Cisjordanie : "On est passé sur des modes opératoires d'occupation, de destruction qui rappellent Gaza"
TV 5 Monde
Depuis un mois, Israël a expulsé plus de 40 000 habitants des camps de réfugiés de Cisjordanie, du jamais vu depuis l'occupation de la région en 1967. Depuis le début de la guerre à Gaza, et en particulier depuis le cessez-le-feu, la violence s'intensifie dans cette zone occupée de Palestine. Jean-Francois Corty, président de Médecins Du Monde, revient sur cette accélération du conflit.

TV5Monde : Pouvez-vous décrire ce que vous observez actuellement en Cisjordanie ?
Entretien
Jean-Francois Corty, président de l’ONG Médecins du monde et chercheur associé à l’IRIS : Depuis le cessez-le-feu du 19 janvier à Gaza, on observe une montée en puissance de la violence israélienne en Cisjordanie, avec des modalités opératoires qu'on n'avait pas vues depuis 20 ans. On a noté la présence de chars, notamment dans les camps de réfugiés de Jénine, des bombardements aériens, des tactiques de sièges, des destructions massives de structures essentielles, etc. 44 Palestiniens sont morts et environ 45 000 personnes, venant des camps de plusieurs villes, ont été déplacées en peu de temps.

____

▶ LISTE DES TÂCHES
1. Dans l'entretien sur la Cisjordanie, combien de Palestiniens sont morts ?
2. Recopiez mot pour mot l'entretien sur la Cisjordanie, depuis « TV5Monde : Pouvez-vous » jusqu'à « peu de temps. » inclus.
Les items forment un matériau distinct de l'entretien sur la Cisjordanie.

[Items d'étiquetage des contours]
____

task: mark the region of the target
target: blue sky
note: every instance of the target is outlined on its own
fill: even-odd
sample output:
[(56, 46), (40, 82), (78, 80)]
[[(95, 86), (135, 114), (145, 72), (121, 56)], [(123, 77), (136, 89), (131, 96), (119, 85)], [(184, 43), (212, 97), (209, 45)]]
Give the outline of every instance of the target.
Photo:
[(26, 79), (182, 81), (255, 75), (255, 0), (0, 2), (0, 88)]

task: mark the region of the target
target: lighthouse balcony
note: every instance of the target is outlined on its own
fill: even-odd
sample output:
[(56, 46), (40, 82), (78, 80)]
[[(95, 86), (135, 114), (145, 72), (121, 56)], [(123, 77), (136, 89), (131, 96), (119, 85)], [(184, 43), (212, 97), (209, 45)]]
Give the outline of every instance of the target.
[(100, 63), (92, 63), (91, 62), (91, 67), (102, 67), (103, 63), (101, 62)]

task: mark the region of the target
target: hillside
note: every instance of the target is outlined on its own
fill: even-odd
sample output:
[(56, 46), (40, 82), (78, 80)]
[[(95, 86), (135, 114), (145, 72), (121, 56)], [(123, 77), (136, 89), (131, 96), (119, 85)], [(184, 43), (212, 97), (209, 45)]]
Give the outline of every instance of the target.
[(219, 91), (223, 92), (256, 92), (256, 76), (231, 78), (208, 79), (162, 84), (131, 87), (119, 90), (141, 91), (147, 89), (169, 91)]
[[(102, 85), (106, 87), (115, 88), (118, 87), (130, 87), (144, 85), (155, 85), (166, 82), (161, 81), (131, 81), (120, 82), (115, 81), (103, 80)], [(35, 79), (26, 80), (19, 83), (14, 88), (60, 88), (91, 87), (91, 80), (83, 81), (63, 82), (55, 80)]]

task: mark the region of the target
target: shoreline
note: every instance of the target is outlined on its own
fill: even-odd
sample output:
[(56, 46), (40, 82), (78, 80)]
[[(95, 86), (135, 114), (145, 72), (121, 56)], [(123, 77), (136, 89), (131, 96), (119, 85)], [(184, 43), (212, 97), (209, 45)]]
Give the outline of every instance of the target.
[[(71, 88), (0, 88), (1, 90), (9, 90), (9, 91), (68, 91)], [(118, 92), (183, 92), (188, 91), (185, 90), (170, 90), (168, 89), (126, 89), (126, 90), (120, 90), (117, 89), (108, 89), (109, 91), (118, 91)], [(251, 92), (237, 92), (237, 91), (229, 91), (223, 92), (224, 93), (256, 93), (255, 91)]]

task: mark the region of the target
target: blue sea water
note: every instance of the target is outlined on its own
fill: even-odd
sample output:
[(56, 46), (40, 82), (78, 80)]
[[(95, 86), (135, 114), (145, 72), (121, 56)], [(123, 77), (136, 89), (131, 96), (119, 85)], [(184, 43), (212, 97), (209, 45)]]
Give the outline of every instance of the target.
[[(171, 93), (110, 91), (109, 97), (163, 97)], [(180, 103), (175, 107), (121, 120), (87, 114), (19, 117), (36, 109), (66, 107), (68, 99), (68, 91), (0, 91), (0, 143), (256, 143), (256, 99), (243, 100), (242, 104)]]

____

▶ RÉPONSES ATTENDUES
1. 44 Palestiniens sont morts.

2.
TV5Monde : Pouvez-vous décrire ce que vous observez actuellement en Cisjordanie ?
Entretien
Jean-Francois Corty, président de l’ONG Médecins du monde et chercheur associé à l’IRIS : Depuis le cessez-le-feu du 19 janvier à Gaza, on observe une montée en puissance de la violence israélienne en Cisjordanie, avec des modalités opératoires qu'on n'avait pas vues depuis 20 ans. On a noté la présence de chars, notamment dans les camps de réfugiés de Jénine, des bombardements aériens, des tactiques de sièges, des destructions massives de structures essentielles, etc. 44 Palestiniens sont morts et environ 45 000 personnes, venant des camps de plusieurs villes, ont été déplacées en peu de temps.